───── Selected passage ─────
Her last studio album for A&M, Gulf Winds, shows how ill-suited she was for the singer-songwriter mold she tried to force herself into: The disparity between her taste in other people’s songs and her ability to write her own suggests that only a misguided marketing ploy could have led to this entirely self-penned record. The awkward, hook-free songs, often wordy and stilted, are thrown into harsh relief by her sure-handed singing, which invests them with a dignity they can’t support. David Kershenbaum’s production, which seemed to liberate and invigorate Baez on the preceding album, 1974’s Diamonds and Rust, is enbalming here; rather than challenging listeners to put aside received notions about her vocal prowess and hear her in a surprising context as Diamonds had, these arrangements seem sterile, overfamiliar, flattening that powerful voice into musical wallpaper.
It’s obvious on all the A&M albums that Baez never really embraced the ideology—individualism by way of hedonism, introspection, lifestyle consumerism, self-penned songs, etc.—that rock, even the soft rock she gravitates toward, incessantly promotes. That she was even trying to fuse her politics to a more commercial sound at all seems a belated, hedging sell-out, and nothing stokes a music critic’s derision more than a half-hearted sell-out: the later albums, especially, feel too calculated even when they are aesthetically successful, as on the best tracks from Diamonds and Rust: her straight-rock take on “Simple Twist of Fate”, the part-propulsive, part-desperate fusion-inspired, “Children and All That Jazz”, the wordless tone-poem “Dida”, on which she’s joined by Joni Mitchell, and of course, the title track, easily the best thing she ever wrote, elevating her relationship with Dylan into something flexible and metaphorically resonant through the strength and clarity of its images. Despite such triumphs, it’s hard not to always be aware of the compromises she’s making, the token concessions to commercialism that seem to undermine her whole project. It’s impossible to imagine she’s not sincere in her causes; her passion never comes across as inauthentic. But the tension between that passion and her apparent interest in mainstreaming herself is an uncomfortable one. This compilation starts to seem useful primarily as a case study, exemplifying why politics and entertainment are best kept separate, reassuring us that we are right to consume entertainment product as if it were value-free, as if it could have no other ramifications other than pleasing ourselves. (Pop music reviewers often embrace this view as well, writing as though the only thing worth saying about an album is whether or not they liked it, thereby willingly reducing the practice of criticism to shopping recommendations.)
───── Given records ─────
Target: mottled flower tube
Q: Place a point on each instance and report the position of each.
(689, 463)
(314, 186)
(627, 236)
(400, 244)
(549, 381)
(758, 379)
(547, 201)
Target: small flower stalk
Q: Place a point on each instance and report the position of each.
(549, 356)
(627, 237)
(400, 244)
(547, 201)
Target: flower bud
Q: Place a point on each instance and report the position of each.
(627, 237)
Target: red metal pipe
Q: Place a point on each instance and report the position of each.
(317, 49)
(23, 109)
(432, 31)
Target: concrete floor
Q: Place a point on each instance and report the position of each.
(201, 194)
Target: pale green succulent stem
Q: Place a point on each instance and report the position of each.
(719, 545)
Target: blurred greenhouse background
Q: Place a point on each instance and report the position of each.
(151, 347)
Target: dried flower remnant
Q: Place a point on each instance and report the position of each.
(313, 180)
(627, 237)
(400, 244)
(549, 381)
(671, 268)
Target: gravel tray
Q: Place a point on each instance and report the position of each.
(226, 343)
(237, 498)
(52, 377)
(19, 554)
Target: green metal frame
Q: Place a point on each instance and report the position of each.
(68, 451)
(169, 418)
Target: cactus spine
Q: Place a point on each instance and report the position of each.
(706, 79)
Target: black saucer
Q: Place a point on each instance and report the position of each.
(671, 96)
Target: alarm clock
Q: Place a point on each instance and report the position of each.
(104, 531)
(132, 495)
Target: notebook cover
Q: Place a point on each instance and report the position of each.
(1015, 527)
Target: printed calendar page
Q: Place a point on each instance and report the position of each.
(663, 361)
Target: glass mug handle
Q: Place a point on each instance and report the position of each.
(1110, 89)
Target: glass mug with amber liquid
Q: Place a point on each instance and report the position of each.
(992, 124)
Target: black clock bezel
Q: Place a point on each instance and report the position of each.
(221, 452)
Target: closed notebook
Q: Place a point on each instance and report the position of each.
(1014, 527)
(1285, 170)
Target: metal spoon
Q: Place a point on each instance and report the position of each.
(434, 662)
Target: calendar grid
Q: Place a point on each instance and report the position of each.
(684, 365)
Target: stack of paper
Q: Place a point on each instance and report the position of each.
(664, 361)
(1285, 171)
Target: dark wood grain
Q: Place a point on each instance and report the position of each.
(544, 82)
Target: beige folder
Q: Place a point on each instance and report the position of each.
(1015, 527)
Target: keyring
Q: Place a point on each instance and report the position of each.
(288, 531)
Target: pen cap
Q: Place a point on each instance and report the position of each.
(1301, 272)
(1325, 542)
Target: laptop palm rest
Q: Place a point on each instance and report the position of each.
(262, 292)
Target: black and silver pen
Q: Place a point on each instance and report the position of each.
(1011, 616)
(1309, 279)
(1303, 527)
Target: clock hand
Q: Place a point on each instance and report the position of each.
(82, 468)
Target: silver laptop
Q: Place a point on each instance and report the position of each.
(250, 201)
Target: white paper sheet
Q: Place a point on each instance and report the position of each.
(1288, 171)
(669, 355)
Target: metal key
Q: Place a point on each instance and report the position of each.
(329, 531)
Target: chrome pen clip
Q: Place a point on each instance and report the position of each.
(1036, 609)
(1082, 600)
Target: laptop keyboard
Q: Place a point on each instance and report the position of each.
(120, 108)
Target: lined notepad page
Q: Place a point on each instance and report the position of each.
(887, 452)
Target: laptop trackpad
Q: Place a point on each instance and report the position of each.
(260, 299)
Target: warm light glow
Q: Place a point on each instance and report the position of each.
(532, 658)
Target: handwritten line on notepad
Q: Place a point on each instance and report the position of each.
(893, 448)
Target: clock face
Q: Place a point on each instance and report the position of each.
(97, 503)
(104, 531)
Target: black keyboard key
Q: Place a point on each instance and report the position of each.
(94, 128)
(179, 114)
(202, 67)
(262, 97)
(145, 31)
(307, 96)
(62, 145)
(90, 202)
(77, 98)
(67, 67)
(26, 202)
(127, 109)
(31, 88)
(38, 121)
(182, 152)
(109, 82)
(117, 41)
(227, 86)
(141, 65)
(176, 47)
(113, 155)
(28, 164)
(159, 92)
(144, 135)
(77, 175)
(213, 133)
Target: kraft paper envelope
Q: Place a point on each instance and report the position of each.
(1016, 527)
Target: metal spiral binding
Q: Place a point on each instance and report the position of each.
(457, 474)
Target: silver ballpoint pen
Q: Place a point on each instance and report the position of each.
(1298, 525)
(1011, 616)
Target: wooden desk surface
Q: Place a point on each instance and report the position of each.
─────
• _Stated goal_
Copy word for word everything from "Her last studio" down to "into musical wallpaper." in the review of Baez's A&M albums.

• _Written reply_
Her last studio album for A&M, Gulf Winds, shows how ill-suited she was for the singer-songwriter mold she tried to force herself into: The disparity between her taste in other people’s songs and her ability to write her own suggests that only a misguided marketing ploy could have led to this entirely self-penned record. The awkward, hook-free songs, often wordy and stilted, are thrown into harsh relief by her sure-handed singing, which invests them with a dignity they can’t support. David Kershenbaum’s production, which seemed to liberate and invigorate Baez on the preceding album, 1974’s Diamonds and Rust, is enbalming here; rather than challenging listeners to put aside received notions about her vocal prowess and hear her in a surprising context as Diamonds had, these arrangements seem sterile, overfamiliar, flattening that powerful voice into musical wallpaper.